When it comes to CRISPR, our society has some important decisions to make.
Just last week, scientists reported a new first in the journal Nature: They edited heritable cells in human embryos to treat an inherited form of heart disease. The day after the research was published, a group of genetics experts published a statement calling for further debate before applications of the technology are taken any further in humans.
According to a new survey of 1,600 adults published in the journal Science today, much of the American public shares this desire for engagement in decision-making. Led by Dietram Scheufele, a professor of science communication at the University of Wisconsin – Madison, the study found that while support for gene editing applications varies, a majority of respondents think the public should be consulted before genome editing is used in humans.
Gene editing presents the potential for remarkable benefits.
“The potential to cure genetic disease and to ensure the safety of the world’s food supply in the face of climate change are perhaps the most exciting opportunities,” said Jennifer Doudna, a chemist at UC Berkeley who was an early pioneer of the powerful gene-editing technique CRISPR-Cas9 and was not involved in the new study.

TASK STATEMENT =>
Answer these from the CRISPR article:
(a) What condition did the scientists who edited human embryos aim to treat?
(b) How many adults took part in the survey published in Science?
(c) Where is Jennifer Doudna a chemist?

EXTRACTED RECORDS =>
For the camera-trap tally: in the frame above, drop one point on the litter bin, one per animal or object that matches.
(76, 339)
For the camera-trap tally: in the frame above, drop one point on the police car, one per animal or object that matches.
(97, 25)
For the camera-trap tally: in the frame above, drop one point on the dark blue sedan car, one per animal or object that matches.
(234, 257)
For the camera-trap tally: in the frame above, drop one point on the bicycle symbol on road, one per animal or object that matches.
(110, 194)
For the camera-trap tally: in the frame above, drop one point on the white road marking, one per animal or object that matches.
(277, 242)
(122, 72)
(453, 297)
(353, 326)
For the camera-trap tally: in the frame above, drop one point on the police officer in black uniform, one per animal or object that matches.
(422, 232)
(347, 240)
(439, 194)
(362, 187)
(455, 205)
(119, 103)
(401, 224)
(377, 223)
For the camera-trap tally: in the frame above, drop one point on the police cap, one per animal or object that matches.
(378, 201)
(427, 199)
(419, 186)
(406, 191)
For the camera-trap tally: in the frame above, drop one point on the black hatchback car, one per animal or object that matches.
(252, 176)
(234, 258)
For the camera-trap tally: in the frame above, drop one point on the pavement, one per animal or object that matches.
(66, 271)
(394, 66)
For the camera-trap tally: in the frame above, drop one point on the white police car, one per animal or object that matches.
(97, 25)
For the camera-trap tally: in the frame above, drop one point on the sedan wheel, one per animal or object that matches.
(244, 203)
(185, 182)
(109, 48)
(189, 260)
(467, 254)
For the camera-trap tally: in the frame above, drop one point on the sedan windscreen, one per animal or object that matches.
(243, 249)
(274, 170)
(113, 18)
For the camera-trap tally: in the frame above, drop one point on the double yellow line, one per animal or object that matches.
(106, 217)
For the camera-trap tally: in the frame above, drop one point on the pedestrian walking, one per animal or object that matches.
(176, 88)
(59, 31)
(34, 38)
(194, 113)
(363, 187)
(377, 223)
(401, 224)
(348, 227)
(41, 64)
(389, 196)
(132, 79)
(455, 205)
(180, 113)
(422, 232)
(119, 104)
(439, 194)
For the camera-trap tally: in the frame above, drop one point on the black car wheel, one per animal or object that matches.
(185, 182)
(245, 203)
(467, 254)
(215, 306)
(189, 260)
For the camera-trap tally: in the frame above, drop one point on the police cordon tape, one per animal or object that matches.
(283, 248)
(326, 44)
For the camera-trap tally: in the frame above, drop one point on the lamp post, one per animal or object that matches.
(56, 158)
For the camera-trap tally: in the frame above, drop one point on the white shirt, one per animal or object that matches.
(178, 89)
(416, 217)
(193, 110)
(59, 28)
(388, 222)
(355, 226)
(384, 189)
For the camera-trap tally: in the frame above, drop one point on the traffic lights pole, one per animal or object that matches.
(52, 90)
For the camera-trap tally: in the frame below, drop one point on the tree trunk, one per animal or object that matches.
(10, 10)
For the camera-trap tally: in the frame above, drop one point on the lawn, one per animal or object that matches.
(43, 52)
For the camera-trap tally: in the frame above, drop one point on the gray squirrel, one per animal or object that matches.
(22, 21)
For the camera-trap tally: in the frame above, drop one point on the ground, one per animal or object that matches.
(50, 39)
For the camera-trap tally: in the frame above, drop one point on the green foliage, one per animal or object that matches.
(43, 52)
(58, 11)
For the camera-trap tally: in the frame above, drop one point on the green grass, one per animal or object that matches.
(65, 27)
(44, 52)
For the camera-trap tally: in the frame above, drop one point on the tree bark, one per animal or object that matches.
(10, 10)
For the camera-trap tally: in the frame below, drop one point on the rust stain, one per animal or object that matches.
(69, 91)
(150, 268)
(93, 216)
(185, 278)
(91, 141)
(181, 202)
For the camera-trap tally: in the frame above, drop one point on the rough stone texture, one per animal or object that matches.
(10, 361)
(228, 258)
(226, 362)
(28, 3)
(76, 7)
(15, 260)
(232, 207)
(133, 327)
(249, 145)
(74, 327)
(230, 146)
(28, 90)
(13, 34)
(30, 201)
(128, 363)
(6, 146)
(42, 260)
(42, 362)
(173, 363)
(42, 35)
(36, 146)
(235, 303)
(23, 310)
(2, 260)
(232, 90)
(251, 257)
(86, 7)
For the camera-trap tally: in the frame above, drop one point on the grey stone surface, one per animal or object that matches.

WORKED SOLUTION =>
(a) An inherited form of heart disease
(b) 1,600
(c) UC Berkeley